• Data listing
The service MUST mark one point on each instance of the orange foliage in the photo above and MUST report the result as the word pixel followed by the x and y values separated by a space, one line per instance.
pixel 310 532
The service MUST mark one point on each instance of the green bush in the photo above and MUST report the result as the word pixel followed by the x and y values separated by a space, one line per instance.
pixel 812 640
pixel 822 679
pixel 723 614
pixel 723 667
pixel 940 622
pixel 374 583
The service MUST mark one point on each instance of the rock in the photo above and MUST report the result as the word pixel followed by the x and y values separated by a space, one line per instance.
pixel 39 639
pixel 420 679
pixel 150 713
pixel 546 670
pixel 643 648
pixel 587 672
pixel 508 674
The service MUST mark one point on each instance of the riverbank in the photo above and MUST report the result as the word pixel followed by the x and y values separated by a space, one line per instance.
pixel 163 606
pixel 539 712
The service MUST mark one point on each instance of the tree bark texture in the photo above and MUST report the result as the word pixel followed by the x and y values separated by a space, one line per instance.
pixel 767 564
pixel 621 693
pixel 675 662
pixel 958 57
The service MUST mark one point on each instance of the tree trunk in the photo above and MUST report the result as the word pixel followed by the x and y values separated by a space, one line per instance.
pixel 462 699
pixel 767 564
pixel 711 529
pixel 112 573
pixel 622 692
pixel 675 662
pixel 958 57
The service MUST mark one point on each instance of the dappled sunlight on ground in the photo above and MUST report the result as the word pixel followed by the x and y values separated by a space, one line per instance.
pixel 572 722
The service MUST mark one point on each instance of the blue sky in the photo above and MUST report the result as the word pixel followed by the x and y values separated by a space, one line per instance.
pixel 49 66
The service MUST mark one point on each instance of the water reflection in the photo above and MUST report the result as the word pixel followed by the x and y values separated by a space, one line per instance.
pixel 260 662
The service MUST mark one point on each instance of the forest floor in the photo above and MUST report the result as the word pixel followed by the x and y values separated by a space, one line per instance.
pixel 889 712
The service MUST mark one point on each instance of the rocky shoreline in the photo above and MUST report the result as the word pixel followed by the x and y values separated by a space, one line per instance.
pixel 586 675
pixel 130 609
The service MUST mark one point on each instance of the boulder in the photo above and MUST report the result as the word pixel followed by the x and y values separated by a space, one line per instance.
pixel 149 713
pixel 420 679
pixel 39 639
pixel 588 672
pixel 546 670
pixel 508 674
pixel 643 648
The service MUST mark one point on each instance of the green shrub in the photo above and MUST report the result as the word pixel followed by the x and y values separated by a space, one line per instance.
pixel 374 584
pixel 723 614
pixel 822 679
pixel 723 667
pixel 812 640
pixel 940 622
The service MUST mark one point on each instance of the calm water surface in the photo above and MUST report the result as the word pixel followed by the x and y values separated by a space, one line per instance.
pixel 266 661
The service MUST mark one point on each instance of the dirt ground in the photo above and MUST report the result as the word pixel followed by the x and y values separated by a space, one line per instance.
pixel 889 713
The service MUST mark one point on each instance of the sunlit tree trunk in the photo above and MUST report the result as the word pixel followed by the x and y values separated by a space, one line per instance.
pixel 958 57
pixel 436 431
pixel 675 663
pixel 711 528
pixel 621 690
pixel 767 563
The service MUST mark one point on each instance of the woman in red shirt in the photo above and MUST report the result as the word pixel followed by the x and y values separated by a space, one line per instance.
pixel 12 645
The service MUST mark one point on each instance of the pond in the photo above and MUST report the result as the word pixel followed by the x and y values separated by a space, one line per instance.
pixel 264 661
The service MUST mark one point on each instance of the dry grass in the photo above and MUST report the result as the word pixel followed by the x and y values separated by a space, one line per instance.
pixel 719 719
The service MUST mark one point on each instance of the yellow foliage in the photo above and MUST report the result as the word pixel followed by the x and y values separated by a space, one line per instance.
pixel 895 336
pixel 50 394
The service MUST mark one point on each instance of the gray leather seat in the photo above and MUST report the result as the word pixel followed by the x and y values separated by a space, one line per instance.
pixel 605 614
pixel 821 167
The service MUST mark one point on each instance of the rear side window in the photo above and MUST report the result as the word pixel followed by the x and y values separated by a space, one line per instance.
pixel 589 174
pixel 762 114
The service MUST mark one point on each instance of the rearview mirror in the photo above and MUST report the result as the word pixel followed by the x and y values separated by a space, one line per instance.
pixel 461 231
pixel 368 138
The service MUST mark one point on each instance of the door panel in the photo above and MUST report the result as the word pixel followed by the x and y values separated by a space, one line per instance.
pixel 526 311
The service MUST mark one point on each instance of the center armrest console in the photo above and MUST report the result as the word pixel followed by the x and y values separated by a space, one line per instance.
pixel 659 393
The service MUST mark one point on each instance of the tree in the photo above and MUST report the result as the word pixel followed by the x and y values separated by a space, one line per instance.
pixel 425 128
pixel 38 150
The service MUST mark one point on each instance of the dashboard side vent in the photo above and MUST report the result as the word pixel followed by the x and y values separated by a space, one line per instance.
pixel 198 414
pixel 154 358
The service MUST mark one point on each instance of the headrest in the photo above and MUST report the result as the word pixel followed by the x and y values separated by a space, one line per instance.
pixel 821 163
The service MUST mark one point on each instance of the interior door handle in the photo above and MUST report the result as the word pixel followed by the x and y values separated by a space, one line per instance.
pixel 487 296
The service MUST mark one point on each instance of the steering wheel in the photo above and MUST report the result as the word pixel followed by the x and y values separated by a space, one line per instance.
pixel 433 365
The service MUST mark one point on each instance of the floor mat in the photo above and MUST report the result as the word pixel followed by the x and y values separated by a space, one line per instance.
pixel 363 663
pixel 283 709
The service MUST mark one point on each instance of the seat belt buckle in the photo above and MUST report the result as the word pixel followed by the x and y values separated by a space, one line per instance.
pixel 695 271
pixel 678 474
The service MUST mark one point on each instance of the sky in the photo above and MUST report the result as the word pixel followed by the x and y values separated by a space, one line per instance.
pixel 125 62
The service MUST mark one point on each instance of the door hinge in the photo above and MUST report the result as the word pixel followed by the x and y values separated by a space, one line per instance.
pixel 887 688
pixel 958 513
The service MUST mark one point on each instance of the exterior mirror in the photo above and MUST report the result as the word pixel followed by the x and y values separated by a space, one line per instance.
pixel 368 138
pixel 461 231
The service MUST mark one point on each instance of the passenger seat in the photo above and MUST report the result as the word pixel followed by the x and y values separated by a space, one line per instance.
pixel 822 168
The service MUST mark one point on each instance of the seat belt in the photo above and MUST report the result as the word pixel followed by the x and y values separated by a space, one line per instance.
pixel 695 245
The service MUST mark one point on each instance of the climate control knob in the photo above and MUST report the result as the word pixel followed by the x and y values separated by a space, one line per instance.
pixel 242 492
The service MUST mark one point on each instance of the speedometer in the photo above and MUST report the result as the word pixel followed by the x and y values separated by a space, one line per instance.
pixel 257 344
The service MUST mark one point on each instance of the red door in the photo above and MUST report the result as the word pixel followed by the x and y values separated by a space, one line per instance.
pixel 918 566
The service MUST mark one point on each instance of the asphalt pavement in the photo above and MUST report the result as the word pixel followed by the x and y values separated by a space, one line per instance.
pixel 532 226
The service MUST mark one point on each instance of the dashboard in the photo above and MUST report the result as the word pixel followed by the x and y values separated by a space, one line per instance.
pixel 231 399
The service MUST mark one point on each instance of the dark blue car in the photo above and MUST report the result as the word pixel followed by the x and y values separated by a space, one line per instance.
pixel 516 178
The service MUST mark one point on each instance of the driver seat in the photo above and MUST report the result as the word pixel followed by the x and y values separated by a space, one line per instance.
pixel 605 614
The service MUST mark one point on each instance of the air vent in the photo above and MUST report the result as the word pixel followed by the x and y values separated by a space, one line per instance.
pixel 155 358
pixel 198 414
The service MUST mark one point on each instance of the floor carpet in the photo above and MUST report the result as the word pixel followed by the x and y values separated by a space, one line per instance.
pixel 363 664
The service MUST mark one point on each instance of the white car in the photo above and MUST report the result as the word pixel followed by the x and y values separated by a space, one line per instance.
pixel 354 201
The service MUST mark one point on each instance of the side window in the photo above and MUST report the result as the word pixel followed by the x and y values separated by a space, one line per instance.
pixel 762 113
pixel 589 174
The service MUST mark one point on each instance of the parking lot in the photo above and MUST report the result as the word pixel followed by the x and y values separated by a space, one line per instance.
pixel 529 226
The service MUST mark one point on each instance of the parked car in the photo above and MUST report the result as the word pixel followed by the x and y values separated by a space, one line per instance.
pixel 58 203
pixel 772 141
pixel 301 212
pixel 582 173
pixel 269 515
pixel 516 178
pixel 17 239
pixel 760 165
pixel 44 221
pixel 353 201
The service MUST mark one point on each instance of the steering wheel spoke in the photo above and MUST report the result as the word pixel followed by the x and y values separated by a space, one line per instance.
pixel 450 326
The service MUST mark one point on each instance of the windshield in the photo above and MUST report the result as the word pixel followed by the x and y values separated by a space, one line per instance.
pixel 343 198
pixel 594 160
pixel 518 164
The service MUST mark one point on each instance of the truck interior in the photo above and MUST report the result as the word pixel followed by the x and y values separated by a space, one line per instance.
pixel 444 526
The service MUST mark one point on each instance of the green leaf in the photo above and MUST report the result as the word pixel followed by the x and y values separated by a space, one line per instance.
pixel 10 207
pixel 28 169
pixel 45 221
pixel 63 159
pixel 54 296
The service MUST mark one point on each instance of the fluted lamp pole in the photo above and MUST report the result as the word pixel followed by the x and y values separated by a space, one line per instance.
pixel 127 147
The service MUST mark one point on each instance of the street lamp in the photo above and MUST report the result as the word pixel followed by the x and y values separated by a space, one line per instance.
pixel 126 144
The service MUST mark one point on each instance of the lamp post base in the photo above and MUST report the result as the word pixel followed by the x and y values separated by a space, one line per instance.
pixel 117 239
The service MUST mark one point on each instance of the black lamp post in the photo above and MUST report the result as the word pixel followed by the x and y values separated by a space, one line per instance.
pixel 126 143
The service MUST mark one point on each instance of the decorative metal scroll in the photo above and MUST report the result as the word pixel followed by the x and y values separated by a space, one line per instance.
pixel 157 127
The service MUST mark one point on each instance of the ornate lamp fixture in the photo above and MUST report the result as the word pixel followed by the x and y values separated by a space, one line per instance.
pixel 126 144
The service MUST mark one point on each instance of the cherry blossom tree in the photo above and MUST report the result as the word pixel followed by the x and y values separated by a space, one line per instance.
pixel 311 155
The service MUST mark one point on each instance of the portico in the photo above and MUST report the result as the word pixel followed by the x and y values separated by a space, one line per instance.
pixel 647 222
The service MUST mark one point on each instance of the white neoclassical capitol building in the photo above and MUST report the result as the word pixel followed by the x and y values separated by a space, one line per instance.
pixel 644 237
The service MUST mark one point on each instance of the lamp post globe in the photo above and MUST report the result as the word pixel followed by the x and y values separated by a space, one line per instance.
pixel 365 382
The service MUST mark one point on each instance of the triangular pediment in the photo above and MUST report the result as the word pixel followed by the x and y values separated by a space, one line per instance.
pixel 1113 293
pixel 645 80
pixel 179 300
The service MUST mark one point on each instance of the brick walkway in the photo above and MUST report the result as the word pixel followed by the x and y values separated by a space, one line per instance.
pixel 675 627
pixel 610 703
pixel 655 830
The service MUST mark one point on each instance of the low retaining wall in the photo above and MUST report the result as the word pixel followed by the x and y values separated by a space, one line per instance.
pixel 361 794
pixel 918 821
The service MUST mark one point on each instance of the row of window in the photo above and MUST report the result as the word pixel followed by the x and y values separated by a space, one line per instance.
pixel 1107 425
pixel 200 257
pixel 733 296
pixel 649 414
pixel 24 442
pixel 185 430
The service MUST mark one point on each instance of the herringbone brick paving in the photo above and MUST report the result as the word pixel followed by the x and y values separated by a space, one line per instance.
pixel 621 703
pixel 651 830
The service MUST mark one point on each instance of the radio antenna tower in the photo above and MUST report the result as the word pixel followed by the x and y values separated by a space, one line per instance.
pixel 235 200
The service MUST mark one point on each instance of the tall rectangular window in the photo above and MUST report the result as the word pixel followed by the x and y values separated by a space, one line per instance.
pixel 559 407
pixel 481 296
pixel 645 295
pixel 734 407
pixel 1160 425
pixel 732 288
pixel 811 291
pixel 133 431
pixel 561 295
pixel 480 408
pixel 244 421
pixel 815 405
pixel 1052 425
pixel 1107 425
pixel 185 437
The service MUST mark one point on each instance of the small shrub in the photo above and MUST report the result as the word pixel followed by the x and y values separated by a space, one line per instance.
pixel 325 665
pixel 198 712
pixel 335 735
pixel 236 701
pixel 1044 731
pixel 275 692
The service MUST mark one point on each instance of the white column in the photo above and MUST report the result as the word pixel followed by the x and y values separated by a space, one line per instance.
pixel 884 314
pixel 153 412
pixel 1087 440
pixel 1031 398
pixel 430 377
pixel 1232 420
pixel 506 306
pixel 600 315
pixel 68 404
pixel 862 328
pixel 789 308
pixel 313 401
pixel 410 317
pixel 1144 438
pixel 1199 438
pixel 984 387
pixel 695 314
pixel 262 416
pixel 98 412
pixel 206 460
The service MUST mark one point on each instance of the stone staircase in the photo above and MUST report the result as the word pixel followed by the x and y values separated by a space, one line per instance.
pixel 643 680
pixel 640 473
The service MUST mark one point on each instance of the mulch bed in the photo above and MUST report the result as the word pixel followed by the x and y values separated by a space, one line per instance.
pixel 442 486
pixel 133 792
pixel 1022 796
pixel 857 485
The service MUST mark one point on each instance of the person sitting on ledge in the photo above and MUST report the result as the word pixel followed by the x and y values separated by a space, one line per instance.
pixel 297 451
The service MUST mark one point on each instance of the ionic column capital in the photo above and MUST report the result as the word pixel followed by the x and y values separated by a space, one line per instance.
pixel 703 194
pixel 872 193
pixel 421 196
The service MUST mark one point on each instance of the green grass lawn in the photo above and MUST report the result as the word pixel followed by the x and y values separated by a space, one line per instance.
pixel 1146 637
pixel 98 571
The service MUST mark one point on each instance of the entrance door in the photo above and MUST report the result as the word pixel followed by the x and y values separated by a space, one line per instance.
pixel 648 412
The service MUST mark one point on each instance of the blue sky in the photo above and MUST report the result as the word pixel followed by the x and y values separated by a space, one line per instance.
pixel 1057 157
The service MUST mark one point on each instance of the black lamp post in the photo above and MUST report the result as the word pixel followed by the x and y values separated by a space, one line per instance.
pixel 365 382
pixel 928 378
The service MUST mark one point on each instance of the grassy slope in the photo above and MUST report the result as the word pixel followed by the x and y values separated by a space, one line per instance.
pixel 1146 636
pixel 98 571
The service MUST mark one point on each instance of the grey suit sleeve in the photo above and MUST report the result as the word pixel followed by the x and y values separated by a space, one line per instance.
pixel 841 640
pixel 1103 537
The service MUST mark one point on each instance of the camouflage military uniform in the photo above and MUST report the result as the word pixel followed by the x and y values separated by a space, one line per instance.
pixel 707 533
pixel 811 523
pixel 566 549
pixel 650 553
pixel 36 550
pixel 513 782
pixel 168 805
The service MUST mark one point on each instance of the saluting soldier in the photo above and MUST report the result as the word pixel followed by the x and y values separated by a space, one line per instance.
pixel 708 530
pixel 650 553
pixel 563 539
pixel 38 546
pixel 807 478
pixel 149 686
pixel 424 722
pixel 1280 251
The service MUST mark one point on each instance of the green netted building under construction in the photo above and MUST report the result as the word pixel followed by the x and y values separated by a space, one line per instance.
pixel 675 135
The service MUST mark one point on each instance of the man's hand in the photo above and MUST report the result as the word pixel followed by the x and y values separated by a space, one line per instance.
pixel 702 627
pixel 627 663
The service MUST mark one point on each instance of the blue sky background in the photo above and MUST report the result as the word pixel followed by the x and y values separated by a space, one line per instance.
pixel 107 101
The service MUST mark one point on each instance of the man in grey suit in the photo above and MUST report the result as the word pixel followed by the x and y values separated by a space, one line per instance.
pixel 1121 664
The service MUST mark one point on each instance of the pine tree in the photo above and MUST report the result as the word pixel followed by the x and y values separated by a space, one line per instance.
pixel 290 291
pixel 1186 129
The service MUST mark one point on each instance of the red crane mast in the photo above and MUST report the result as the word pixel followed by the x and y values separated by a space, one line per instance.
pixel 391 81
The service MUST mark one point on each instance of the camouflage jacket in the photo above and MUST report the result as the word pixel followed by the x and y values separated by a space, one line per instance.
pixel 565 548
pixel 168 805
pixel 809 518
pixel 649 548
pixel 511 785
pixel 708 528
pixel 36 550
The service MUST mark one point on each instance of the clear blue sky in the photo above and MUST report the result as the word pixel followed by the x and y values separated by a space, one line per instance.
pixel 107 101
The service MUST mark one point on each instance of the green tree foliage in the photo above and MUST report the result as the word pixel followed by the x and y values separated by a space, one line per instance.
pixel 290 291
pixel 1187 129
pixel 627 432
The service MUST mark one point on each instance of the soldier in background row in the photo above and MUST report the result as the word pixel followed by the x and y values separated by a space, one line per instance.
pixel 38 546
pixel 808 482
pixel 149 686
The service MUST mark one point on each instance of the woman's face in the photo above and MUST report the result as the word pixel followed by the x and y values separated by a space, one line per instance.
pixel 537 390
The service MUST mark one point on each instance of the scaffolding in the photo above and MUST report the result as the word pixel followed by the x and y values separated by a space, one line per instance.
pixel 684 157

• The task
Copy out the data word for word, from the line containing "of the clear" through the final line of the data, with both of those lines included.

• Correct output
The service MUST mark one point on each instance of the clear blue sky in the photo above and MUST report the result as the word pixel followed by the x and y values separated by a space, one line per instance.
pixel 107 101
The service MUST mark one point on each instance of the green tree foliage in the photo above and MUST report the result as the word pixel followed by the x and y values separated by a space, one line per instance.
pixel 290 291
pixel 1187 129
pixel 627 432
The service MUST mark one point on each instance of the soldier in background row in the photo above and MUST report the result as the word pixel followed by the x and y values separated by a space, one line per instance.
pixel 38 546
pixel 808 482
pixel 149 686
The service MUST mark one point on each instance of the woman's face in the photo above and MUST report the result as the word pixel followed by the x and y values separated by a space, one line per instance.
pixel 537 390
The service MUST mark one point on each instance of the scaffolding in the photo above and MUST report the result as the word pixel followed by the x and y values separated by a space, one line per instance.
pixel 684 157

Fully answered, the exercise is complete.